# DATA PROVIDED start
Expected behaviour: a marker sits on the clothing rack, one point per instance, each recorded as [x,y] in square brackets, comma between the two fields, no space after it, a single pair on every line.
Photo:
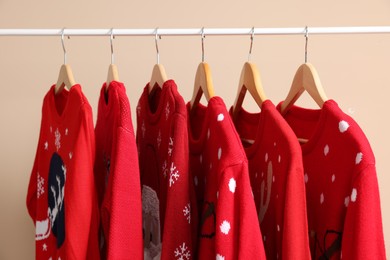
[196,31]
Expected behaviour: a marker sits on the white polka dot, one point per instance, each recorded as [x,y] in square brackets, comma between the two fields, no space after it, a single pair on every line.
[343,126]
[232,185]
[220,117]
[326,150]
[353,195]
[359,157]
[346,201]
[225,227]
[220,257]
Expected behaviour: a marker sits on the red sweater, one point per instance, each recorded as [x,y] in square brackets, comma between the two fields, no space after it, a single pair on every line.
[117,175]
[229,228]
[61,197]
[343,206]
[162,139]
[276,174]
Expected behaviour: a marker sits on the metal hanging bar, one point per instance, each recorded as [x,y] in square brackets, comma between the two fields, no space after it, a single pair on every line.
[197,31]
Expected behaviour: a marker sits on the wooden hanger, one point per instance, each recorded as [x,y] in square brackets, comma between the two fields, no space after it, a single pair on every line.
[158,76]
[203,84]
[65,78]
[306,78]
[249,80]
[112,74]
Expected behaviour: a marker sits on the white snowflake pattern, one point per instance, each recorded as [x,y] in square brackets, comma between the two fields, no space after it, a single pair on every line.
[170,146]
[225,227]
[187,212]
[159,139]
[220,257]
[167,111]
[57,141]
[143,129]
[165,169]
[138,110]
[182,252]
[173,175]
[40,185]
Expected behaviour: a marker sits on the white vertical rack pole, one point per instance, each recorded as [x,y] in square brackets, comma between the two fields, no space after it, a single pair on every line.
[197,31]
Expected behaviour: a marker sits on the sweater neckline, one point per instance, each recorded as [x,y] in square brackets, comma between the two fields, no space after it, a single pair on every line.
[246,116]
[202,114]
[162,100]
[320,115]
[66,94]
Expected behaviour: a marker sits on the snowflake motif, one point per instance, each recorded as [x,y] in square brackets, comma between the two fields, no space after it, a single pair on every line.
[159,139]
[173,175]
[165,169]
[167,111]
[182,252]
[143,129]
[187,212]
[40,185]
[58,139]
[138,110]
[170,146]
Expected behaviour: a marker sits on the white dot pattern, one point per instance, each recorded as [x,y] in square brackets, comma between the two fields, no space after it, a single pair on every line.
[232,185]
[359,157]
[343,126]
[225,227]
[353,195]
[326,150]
# DATA PROVIDED end
Each line of the material must be retyped exactly, except that images are omitted.

Expected behaviour: a marker sits on the clothing rack, one point per instance, each recorded as [x,y] in square brackets, comma between the two fields, no space after it, a single pair on every line.
Photo:
[196,31]
Expected behaviour: a marker sits on the white polka dot, one point per instance, each recorded as [x,y] in square brackets, comma between the two fields, no space after it, a single pair on every line.
[343,126]
[232,185]
[220,117]
[326,150]
[353,195]
[359,157]
[346,201]
[225,227]
[220,257]
Expected behaviour: a marker sits on the red sweater, one point per instance, each recorded as [x,y] in square brackets, comma between the two fields, no space after it, a single pair on every line.
[117,175]
[229,228]
[61,197]
[343,206]
[162,139]
[276,174]
Expected behaviour: a marker sits on the metal hanging bar, one point per instance, each recorded as [x,y] in square brackets, comma between the two fields, no space after it, a single pair on every line.
[197,31]
Expected behaviour: a marker sits on the wooden hanger, one point per instance, each recorded as [x,y] in square brackets, comma between the two fields, no space after it, a single pair on every line.
[158,76]
[203,84]
[65,78]
[306,78]
[249,80]
[112,74]
Expected behaviour: a marker sits on the white snowflake pattern, one point per instance, each recorded as [x,y] in square brackets, comma between the two fields, no space after it, a single pair on every line.
[170,146]
[225,227]
[187,212]
[159,139]
[220,257]
[167,111]
[57,141]
[143,129]
[165,169]
[138,110]
[182,252]
[173,175]
[40,185]
Expected behaviour: a marker sits on the white vertical rack pole, one point per instance, each recorded as [x,y] in square brackets, comma between the two fields, no space after it, a single pair on every line.
[197,31]
Expected behaviour: a marker sits on the sweater neckline, one point per instance, each recorded as [x,y] in square brackets, comma between the two fields, no space after it, a single pair on every line.
[246,116]
[202,114]
[162,100]
[320,115]
[66,94]
Expected behaviour: a marker sits on the snowflake motif, one point per instance, each recorded as [x,y] in square brackets, comma between the two fields, no space after it, a single pair on every line.
[159,139]
[173,175]
[165,169]
[167,111]
[182,252]
[143,129]
[187,212]
[40,185]
[58,139]
[138,110]
[170,146]
Expected behaviour: a marker sits on the white dot pattern, one point per instance, each recorded as [x,y] in square brackets, comma between the two fields, no space after it, a single pair on every line.
[232,185]
[359,157]
[343,126]
[225,227]
[353,195]
[326,150]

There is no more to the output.